- [PAGE EXTRACT]:
Consider the following definition.
Definition \(\PageIndex{2}\): Parametric Equation of a Line
Let \(L\) be a line in \(\mathbb{R}^3\) which has direction vector \(\vec{d} = \left[ \begin{array}{c} a \\ b \\ c \end{array} \right]B\) and goes through the point \(P_0 = \left( x_0, y_0, z_0 \right)\). Then, letting \(t\) be a parameter, we can write \(L\) as \[\begin{array}{ll} \left. \begin{array}{c} x = x_0 + ta \\ y = y_0 + tb \\ z = z_0 + tc \end{array} \right\} & \mbox{where} \; t\in \mathbb{R} \end{array}\nonumber \] This is called a parametric equation of the line \(L\).
You can verify that the form discussed following Example \(\PageIndex{2}\) in equation \(\eqref{parameqn}\) is of the form given in Definition \(\PageIndex{2}\).
There is one other form for a line which is useful, which is the symmetric form. Consider the line given by \(\eqref{parameqn}\). You can solve for the parameter \(t\) to write \[\begin{array}{l} t=x-1 \\ t=\frac{y-2}{2} \\ t=z \end{array}\nonumber \] Therefore, \[x-1=\frac{y-2}{2}=z\nonumber \] This is the symmetric form of the line.
In the following example, we look at how to take the equation of a line from symmetric form to parametric form.
Example \(\PageIndex{3}\): Change Symmetric Form to Parametric Form
Suppose the symmetric form of a line is \[\frac{x-2}{3}=\frac{y-1}{2}=z+3\nonumber \] Write the line in parametric form as well as vector form.

- [DATASET EXCERPTS]:
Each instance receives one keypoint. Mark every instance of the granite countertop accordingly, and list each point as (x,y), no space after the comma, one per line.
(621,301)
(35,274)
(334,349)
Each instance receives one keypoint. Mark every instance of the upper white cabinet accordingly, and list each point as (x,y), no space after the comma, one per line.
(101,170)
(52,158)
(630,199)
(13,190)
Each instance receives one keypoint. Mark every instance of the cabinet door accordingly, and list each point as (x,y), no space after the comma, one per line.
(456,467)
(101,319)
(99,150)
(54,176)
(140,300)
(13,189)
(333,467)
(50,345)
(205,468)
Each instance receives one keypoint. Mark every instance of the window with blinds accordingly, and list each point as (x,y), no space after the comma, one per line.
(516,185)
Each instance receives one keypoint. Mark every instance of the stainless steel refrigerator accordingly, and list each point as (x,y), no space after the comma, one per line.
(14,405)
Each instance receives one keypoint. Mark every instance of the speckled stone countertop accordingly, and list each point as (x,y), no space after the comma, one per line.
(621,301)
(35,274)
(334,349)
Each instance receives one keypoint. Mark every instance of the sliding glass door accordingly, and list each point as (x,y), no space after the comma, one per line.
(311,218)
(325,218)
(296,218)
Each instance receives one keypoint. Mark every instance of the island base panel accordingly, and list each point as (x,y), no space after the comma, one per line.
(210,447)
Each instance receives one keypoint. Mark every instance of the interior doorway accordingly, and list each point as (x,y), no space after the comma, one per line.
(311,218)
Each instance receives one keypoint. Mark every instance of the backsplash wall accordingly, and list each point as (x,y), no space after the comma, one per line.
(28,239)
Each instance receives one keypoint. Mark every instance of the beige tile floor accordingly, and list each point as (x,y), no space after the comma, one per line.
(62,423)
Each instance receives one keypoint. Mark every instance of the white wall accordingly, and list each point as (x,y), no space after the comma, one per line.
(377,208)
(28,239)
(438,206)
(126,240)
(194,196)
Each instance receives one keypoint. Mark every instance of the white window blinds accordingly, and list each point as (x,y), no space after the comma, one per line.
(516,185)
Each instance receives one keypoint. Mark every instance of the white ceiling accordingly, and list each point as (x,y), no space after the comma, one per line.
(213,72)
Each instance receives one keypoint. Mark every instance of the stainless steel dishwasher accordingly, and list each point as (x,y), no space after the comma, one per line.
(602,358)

- [WHAT THIS EXERCISE ASKS]:
1. In the line-equations excerpt, how is the symmetric form x-1=(y-2)/2=z obtained from the line's parametric equation? Answer in one to three sentences.
2. Please locate each line of the records that contains the word "wall", and copy those lines.

- [RESULTS OF THE EXERCISE]:
1. Each coordinate equation is solved for the parameter t, which gives t=x-1, t=(y-2)/2, and t=z. All three expressions equal t, so they are set equal to one another. This gives x-1=(y-2)/2=z, the symmetric form of the line.

2.
Each instance receives one keypoint. Mark every instance of the backsplash wall accordingly, and list each point as (x,y), no space after the comma, one per line.
Each instance receives one keypoint. Mark every instance of the white wall accordingly, and list each point as (x,y), no space after the comma, one per line.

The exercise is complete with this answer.